[WHAT YOU HAVE TO DO]:
Only lines holding the string "blaze" are wanted; copy each one from the material.

++++++++++

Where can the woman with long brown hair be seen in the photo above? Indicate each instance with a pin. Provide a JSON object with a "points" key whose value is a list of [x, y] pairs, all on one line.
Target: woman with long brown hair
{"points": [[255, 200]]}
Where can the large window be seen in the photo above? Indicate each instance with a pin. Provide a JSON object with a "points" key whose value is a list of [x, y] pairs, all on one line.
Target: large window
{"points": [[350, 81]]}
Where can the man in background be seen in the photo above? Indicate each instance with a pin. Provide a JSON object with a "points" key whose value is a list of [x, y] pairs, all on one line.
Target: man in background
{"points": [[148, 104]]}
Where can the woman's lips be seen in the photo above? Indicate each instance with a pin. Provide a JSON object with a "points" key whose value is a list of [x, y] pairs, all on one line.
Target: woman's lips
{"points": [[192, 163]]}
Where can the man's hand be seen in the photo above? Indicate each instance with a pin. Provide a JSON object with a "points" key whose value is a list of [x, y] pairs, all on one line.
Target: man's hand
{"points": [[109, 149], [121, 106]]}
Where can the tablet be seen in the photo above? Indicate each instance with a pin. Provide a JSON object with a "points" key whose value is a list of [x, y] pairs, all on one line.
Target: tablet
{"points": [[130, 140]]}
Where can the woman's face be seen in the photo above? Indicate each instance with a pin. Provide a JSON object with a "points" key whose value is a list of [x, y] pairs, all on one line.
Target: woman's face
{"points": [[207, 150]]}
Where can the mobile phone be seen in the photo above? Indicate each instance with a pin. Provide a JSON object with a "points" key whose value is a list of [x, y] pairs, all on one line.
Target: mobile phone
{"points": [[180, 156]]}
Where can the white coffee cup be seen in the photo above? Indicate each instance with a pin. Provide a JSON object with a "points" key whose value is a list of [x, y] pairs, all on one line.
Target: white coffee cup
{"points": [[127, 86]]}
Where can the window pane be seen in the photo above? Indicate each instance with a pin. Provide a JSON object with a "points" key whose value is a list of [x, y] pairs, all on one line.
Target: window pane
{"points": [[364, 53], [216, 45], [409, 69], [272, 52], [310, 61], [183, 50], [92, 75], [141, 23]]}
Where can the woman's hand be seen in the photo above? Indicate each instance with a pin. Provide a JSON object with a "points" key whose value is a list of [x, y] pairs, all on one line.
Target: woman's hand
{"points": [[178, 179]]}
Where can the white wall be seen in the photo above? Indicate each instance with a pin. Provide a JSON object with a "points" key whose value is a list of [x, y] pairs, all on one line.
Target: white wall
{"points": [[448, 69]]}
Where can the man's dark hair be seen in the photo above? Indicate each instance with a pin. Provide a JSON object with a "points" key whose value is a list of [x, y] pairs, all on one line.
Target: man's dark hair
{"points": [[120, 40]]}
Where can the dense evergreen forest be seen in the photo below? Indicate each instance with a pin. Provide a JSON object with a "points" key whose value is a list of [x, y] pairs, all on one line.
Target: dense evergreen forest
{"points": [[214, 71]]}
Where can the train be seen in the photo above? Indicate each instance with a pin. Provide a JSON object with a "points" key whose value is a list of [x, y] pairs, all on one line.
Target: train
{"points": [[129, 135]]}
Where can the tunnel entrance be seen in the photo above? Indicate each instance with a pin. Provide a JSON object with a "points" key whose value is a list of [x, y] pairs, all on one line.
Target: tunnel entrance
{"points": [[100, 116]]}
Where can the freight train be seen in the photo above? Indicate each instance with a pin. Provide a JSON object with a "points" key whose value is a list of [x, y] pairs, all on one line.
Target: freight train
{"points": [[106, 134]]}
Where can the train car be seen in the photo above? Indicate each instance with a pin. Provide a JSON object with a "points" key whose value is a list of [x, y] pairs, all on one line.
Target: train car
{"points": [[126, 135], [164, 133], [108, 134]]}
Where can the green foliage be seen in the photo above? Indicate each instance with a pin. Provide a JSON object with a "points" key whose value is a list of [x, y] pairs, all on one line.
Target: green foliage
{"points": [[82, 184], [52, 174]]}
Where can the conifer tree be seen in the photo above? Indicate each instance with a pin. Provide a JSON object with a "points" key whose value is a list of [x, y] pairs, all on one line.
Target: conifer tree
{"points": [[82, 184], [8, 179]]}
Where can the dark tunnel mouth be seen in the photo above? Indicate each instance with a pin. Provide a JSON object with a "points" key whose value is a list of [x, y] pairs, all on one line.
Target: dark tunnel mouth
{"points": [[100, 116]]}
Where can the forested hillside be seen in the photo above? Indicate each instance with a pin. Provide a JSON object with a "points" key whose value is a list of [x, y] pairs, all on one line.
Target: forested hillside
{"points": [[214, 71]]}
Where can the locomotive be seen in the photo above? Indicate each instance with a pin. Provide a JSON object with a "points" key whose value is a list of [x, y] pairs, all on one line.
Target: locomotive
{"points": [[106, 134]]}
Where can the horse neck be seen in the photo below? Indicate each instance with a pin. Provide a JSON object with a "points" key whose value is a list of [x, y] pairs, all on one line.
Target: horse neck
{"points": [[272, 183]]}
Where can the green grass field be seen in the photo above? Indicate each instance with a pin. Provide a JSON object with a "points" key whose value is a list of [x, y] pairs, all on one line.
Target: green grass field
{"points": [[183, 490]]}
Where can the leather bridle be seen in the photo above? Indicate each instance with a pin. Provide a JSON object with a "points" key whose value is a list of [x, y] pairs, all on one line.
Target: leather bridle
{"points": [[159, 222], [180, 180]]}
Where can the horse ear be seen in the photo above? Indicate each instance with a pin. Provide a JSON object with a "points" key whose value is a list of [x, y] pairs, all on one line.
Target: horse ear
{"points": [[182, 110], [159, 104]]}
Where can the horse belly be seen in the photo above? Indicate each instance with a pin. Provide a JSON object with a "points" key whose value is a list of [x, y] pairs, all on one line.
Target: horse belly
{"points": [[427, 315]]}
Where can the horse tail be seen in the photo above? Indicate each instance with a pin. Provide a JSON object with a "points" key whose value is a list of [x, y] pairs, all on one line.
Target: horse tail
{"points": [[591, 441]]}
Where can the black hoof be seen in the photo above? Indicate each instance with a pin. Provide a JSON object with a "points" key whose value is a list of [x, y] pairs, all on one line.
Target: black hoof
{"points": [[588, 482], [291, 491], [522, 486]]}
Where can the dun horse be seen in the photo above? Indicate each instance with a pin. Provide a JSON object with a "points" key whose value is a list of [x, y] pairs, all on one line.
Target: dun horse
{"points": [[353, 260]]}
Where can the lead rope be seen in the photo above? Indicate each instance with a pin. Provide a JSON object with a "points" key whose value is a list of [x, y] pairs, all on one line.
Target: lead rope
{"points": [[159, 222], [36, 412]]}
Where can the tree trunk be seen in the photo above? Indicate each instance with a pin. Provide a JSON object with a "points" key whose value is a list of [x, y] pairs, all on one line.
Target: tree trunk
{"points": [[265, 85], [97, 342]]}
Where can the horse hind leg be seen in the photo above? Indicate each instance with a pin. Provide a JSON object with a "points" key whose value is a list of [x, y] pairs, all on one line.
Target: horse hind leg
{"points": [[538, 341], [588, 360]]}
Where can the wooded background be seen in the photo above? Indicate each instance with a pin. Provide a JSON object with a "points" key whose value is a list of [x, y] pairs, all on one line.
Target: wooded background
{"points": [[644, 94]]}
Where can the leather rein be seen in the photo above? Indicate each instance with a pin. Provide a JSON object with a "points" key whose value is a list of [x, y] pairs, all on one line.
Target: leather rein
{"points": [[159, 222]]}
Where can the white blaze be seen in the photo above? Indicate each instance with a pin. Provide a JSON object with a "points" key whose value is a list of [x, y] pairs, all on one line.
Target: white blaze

++++++++++

[SOLUTION FOR THIS EXERCISE]:
Where can the white blaze be seen in the photo above? Indicate each instance with a pin. Provide a JSON object with a "points" key whose value is a list of [x, y] pairs, all on one line.
Target: white blaze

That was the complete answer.